Set problem.
Reproduce every entry in the listing without alteration.

Stored records.
......

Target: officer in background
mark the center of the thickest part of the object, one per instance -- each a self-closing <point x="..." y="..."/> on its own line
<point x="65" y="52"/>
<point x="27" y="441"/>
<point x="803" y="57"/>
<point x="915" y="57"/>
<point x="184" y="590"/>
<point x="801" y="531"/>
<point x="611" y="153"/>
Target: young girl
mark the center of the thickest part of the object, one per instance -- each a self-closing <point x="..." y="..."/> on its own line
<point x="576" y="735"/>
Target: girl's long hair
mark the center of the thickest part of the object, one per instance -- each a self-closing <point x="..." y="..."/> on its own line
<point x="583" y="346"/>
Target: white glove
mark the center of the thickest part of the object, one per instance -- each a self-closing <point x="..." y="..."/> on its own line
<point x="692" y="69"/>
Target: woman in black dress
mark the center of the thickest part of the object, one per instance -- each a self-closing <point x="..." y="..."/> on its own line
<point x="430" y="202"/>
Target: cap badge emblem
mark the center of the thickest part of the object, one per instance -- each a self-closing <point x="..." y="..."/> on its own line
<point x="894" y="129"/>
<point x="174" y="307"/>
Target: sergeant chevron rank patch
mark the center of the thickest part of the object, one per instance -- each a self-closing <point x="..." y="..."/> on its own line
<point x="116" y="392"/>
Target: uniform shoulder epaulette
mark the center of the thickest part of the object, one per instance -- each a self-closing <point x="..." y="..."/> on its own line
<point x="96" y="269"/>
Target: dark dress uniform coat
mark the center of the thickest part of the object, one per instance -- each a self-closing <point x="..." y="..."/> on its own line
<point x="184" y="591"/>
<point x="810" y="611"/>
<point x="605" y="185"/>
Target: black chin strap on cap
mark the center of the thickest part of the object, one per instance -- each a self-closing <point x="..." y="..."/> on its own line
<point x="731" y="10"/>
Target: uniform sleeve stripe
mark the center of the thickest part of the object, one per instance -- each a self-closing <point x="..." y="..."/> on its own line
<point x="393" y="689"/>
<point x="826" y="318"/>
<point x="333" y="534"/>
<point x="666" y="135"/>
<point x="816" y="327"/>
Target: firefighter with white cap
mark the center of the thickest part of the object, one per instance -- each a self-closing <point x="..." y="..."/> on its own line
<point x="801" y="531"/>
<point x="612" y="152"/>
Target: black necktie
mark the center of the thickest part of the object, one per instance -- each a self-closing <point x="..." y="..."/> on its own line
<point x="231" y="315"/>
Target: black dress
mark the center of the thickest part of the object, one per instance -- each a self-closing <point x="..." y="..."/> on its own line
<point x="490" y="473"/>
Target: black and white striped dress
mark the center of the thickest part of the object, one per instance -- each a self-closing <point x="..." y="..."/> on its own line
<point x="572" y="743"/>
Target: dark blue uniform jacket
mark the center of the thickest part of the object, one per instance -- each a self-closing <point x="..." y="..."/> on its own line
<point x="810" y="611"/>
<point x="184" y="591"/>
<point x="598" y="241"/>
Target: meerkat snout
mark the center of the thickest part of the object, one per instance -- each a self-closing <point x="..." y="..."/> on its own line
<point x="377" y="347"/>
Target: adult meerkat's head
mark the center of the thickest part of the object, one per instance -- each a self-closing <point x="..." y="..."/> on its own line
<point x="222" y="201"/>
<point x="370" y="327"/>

......

Written answer.
Target: officer in background
mark the center of the thickest part of the object, one per instance -- each a self-closing <point x="..." y="..."/> on its own line
<point x="65" y="52"/>
<point x="27" y="441"/>
<point x="803" y="57"/>
<point x="915" y="57"/>
<point x="184" y="590"/>
<point x="801" y="531"/>
<point x="611" y="153"/>
Target: young girl
mark the center of the thickest part of the object, one per instance -- each a self-closing <point x="..." y="..."/> on its own line
<point x="576" y="735"/>
Target: girl's long hair
mark the center of the thickest part of the object, one per instance -- each a self-closing <point x="..." y="..."/> on its own line
<point x="583" y="346"/>
Target: white glove
mark the center of the thickest part of the object, one per instance -- each a self-closing <point x="..." y="..."/> on its own line
<point x="692" y="69"/>
Target: woman in black dress
mark the center of the thickest part of the object, one per instance -- each a self-closing <point x="..." y="..."/> on its own line
<point x="430" y="202"/>
Target: cap badge emblem
mark the center of the thickest part of the object, one per instance -- each a self-closing <point x="..." y="..."/> on its own line
<point x="894" y="129"/>
<point x="174" y="307"/>
Target: sergeant chevron rank patch
mark the center of the thickest part of the object, one per instance -- each a self-closing <point x="..." y="..."/> on its own line
<point x="116" y="392"/>
Target: uniform shoulder epaulette
mark the center of the thickest part of the object, one per instance -- each a self-closing <point x="..." y="..."/> on its own line
<point x="96" y="269"/>
Target: dark dress uniform coat
mark the center of the thickest part of the object, one per instance -- each a self-closing <point x="..." y="..."/> on its own line
<point x="184" y="591"/>
<point x="810" y="611"/>
<point x="605" y="185"/>
Target: black chin strap on cap
mark the center of the thickest part of the object, one per instance -- each a self-closing <point x="..." y="..."/> on its own line
<point x="731" y="10"/>
Target: uniform sleeve stripe
mark the center of the thickest part of the object, one per instance -- each a self-closing <point x="..." y="..."/> on its own line
<point x="393" y="689"/>
<point x="826" y="318"/>
<point x="333" y="534"/>
<point x="666" y="135"/>
<point x="816" y="327"/>
Target: firefighter with white cap
mark the center of the thickest part of the object, one per instance -- each a self-closing <point x="..." y="..."/> on its own line
<point x="801" y="531"/>
<point x="612" y="152"/>
Target: black necktie
mark the center of the thickest part of the object, one per instance -- each a self-closing <point x="..." y="..."/> on its own line
<point x="231" y="315"/>
Target: black dress
mark the center of the thickest part of the object, one per instance -- each a self-closing <point x="..." y="..."/> on its own line
<point x="490" y="473"/>
Target: black and white striped dress
mark the center of the thickest part of the object, one per instance -- each a self-closing <point x="..." y="..."/> on its own line
<point x="572" y="743"/>
Target: dark blue uniform jacket
mark the center of the thickest part of the object, one per instance -- each a self-closing <point x="..." y="..."/> on its own line
<point x="810" y="611"/>
<point x="184" y="591"/>
<point x="598" y="241"/>
Target: meerkat snout
mark the center of the thickest part of the object, one per instance -- each a self-closing <point x="..." y="..."/> on its own line
<point x="377" y="347"/>
Target: adult meerkat's head
mark the center of the thickest part of the object, one per instance -- each a self-closing <point x="..." y="..."/> on its own line
<point x="222" y="201"/>
<point x="370" y="327"/>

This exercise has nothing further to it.